_Required work:_
(1) Answer these questions using the REXAN passage:
(a) How much data per second is the DTEM system expected to produce?
(b) What kind of system is the team working on for REXAN's library components?
(c) In what setting is the team particularly interested in using REXAN?
(2) Copy the part of the REXAN passage starting with "In the short" and going on through "looking for partners.", switching "partners" to "collaborators".

### Document passage

REXAN: Reduce, reuse and recycle
With an the increasing number of tools the REXAN team found that it could at times reuse a significant range of components initially developed for previous tools, thus drastically reducing the team’s development time and effort, while providing our user scientists with new and unprecedented in-situ capabilities.
Path to next steps
The next direct challenges for the team will be to enable the remote use of REXAN-based analysis tools (using near real time analytical capabilities at the home organization or in the cloud while carrying out experiments somewhere around the country) and scalability tests (in particular creating a near real time analysis for a new dynamic transmission electron microscope, or DTEM, system under development, that is expected to produce two terabytes per second and requires complex analytical processes including comparative analysis with modeling results). However, thinking further ahead for the long term use of REXAN, our team currently is working on a semantic repository system for REXAN’s library components that we can distribute --- and to which others can contribute.
In the short term we are interested in helping other scientists to utilize REXAN’s capabilities to build new, near real-time analysis tools, as well as expand the range and efficiency of REXAN components. Furthermore we are particularly interested in how REXAN could be used in an industrial setting and are actively looking for partners.

######
### Material supplied

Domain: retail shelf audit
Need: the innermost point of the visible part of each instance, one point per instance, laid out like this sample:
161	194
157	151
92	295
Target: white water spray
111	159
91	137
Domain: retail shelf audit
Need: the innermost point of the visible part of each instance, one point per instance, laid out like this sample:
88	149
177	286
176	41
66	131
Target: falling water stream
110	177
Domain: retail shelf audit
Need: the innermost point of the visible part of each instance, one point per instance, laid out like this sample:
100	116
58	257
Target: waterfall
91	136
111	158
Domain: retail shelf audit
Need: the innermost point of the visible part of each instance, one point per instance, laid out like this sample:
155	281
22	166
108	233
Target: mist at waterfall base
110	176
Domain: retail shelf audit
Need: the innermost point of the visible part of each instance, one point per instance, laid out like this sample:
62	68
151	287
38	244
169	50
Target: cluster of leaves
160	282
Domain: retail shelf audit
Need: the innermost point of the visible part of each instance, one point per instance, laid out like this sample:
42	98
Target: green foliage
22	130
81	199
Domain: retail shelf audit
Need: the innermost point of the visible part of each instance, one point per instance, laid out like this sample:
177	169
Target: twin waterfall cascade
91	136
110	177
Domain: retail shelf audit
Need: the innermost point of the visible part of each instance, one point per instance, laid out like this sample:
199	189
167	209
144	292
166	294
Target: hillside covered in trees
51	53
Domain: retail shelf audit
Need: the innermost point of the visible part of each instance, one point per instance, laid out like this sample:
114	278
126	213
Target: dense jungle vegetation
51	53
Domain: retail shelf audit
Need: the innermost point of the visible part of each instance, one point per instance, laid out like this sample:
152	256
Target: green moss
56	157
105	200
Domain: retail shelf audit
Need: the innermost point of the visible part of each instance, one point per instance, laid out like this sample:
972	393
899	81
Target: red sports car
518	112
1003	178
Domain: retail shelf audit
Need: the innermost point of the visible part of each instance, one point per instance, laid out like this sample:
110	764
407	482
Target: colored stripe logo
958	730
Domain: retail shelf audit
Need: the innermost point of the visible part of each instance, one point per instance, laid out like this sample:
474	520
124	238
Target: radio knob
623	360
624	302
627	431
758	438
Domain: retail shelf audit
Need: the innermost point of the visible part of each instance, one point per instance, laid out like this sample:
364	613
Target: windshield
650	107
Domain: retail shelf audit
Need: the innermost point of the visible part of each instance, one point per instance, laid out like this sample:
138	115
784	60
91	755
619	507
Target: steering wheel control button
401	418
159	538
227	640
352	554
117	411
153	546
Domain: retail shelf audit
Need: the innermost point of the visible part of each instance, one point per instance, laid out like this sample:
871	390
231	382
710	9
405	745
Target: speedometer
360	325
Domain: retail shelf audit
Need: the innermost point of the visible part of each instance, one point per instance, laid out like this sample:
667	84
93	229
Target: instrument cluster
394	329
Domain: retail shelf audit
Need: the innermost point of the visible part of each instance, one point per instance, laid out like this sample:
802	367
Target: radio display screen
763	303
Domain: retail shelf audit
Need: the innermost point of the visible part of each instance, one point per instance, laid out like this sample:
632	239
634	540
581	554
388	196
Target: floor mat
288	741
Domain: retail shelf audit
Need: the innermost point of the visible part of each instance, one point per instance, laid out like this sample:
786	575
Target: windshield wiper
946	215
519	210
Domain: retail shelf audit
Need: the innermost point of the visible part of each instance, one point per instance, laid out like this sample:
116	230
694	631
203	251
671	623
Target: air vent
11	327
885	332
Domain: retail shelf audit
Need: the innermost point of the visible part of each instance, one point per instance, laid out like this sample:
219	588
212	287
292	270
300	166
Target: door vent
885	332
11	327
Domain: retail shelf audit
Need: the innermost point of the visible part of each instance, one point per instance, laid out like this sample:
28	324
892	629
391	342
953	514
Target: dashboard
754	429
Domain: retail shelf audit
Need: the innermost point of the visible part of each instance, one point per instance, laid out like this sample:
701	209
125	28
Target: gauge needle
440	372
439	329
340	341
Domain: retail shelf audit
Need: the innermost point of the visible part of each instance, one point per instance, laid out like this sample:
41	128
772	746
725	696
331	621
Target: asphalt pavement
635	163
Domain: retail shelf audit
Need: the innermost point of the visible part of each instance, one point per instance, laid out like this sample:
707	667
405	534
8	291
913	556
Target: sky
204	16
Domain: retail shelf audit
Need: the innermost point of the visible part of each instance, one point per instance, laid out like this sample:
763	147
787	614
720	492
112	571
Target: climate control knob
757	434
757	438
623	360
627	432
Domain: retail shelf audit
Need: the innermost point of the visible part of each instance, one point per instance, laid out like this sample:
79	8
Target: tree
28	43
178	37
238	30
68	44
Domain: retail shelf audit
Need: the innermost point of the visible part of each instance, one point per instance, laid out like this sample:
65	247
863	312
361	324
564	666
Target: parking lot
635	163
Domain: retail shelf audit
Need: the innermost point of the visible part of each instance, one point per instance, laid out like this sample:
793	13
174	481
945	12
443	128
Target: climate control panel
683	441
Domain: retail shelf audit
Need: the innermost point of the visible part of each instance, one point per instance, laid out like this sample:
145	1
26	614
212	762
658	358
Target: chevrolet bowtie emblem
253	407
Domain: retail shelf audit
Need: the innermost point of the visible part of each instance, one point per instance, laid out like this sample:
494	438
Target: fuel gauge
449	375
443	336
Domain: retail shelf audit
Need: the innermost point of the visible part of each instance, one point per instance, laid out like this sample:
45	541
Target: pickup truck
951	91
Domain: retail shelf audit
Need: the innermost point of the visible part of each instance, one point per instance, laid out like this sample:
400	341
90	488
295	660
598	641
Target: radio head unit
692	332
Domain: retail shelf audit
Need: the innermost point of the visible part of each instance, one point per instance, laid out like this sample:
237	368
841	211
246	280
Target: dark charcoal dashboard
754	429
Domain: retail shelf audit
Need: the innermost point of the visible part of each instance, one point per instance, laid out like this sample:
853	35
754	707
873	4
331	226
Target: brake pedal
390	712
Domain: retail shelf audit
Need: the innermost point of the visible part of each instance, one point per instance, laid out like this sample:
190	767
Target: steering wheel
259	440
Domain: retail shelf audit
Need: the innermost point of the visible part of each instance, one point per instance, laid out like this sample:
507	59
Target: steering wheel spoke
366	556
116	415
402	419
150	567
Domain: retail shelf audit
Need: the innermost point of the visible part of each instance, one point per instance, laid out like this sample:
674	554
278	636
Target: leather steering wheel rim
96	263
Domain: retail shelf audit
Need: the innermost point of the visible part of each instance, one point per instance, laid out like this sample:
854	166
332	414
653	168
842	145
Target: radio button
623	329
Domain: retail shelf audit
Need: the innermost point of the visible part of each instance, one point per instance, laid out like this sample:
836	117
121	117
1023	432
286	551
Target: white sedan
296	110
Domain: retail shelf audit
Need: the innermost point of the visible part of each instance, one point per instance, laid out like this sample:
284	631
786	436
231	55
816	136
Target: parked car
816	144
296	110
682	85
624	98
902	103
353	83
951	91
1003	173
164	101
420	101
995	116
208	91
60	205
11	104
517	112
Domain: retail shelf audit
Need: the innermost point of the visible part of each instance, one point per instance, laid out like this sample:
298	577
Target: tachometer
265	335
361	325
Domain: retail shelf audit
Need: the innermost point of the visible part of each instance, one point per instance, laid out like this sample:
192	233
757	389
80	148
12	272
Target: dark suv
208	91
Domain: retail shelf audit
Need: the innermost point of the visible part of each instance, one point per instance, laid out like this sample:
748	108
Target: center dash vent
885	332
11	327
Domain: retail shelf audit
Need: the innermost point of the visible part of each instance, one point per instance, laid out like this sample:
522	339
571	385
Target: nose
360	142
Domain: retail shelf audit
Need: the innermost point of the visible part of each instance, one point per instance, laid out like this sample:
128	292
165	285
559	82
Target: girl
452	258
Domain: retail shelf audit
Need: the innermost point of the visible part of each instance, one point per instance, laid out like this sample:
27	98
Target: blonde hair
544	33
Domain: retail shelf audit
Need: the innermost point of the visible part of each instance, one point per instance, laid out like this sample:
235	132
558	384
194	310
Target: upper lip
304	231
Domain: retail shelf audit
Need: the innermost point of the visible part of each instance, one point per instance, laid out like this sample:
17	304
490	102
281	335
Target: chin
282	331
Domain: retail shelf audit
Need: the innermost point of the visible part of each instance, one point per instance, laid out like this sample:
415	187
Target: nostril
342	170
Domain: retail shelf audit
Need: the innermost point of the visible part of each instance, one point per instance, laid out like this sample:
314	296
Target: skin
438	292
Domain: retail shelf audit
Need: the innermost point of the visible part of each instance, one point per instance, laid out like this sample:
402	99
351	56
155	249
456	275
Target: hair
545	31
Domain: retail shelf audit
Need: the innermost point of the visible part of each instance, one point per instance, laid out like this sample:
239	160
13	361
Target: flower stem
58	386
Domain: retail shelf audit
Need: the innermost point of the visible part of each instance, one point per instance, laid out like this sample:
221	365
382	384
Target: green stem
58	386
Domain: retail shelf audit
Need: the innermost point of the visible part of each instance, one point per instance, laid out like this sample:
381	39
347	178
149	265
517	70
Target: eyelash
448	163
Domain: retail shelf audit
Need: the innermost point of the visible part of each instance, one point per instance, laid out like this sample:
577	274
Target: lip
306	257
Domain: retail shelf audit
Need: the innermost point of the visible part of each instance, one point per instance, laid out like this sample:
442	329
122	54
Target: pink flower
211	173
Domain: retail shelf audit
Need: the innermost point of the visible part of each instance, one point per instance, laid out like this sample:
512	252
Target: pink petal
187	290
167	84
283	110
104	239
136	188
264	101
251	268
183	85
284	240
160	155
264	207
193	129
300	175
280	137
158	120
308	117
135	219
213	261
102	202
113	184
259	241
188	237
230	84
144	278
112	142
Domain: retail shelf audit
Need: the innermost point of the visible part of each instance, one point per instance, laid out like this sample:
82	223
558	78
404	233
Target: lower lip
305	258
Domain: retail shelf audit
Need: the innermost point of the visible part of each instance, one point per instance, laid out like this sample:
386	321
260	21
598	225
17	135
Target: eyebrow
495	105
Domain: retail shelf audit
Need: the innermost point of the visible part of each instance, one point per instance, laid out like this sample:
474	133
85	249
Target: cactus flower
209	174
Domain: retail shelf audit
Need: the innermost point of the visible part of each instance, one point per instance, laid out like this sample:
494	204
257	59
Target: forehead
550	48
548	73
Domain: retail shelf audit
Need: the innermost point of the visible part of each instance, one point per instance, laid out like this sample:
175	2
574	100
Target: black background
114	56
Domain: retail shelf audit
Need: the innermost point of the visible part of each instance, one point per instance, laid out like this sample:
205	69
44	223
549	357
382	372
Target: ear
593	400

######

_Your written answers:_
(1)
(a) Two terabytes per second.
(b) A semantic repository system.
(c) An industrial setting.

(2)
In the short term we are interested in helping other scientists to utilize REXAN’s capabilities to build new, near real-time analysis tools, as well as expand the range and efficiency of REXAN components. Furthermore we are particularly interested in how REXAN could be used in an industrial setting and are actively looking for collaborators.